◆ **任务**:
改写从含“Question. Indicate the teal”的行起、至最后一行止的各行，将其中的“curtain”替换为“drape”，其余内容保持不变。

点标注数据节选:
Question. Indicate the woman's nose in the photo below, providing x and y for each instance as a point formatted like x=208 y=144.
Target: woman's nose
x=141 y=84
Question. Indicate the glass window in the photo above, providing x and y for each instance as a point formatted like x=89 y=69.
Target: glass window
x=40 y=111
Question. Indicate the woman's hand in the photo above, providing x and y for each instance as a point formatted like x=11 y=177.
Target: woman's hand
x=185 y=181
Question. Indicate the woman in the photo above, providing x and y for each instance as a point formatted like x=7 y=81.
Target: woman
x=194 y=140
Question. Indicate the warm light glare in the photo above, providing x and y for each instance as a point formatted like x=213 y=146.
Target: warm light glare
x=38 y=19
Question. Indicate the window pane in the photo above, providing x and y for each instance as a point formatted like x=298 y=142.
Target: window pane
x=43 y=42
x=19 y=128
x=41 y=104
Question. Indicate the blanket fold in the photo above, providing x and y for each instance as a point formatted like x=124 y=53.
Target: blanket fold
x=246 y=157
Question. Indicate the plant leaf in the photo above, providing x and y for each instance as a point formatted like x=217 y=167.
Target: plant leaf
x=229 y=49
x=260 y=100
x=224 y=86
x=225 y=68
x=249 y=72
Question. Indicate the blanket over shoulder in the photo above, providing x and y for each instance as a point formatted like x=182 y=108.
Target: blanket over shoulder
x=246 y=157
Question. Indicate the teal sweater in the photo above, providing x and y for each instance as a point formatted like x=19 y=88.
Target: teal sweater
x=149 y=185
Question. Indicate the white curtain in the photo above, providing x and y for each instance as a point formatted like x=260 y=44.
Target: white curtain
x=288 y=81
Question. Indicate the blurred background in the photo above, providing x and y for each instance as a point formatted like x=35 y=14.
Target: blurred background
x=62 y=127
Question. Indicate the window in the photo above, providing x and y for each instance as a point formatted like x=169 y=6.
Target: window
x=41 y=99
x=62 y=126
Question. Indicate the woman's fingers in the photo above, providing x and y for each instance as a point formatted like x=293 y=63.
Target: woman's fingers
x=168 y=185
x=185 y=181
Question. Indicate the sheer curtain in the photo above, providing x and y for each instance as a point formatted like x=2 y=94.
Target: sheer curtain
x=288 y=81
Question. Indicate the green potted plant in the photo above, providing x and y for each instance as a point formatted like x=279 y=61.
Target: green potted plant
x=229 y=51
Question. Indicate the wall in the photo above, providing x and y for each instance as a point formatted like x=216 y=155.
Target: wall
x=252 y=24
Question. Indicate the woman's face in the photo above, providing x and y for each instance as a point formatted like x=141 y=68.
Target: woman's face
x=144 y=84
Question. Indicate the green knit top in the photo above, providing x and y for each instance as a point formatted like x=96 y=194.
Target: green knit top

◆ **书面解答**:
Question. Indicate the teal sweater in the photo above, providing x and y for each instance as a point formatted like x=19 y=88.
Target: teal sweater
x=149 y=185
Question. Indicate the white drape in the photo above, providing x and y for each instance as a point formatted like x=260 y=44.
Target: white drape
x=288 y=81
Question. Indicate the blurred background in the photo above, providing x and y for each instance as a point formatted like x=35 y=14.
Target: blurred background
x=62 y=127
Question. Indicate the window in the photo above, providing x and y for each instance as a point formatted like x=169 y=6.
Target: window
x=41 y=99
x=62 y=126
Question. Indicate the woman's fingers in the photo above, providing x and y for each instance as a point formatted like x=293 y=63.
Target: woman's fingers
x=168 y=185
x=185 y=181
Question. Indicate the sheer drape in the photo above, providing x and y for each instance as a point formatted like x=2 y=94.
Target: sheer drape
x=288 y=81
Question. Indicate the green potted plant in the photo above, providing x and y for each instance as a point formatted like x=279 y=61.
Target: green potted plant
x=229 y=51
Question. Indicate the wall in the photo above, providing x and y for each instance as a point formatted like x=216 y=155.
Target: wall
x=252 y=24
Question. Indicate the woman's face in the photo above, providing x and y for each instance as a point formatted like x=141 y=68.
Target: woman's face
x=144 y=84
Question. Indicate the green knit top in the photo above, providing x and y for each instance as a point formatted like x=96 y=194.
Target: green knit top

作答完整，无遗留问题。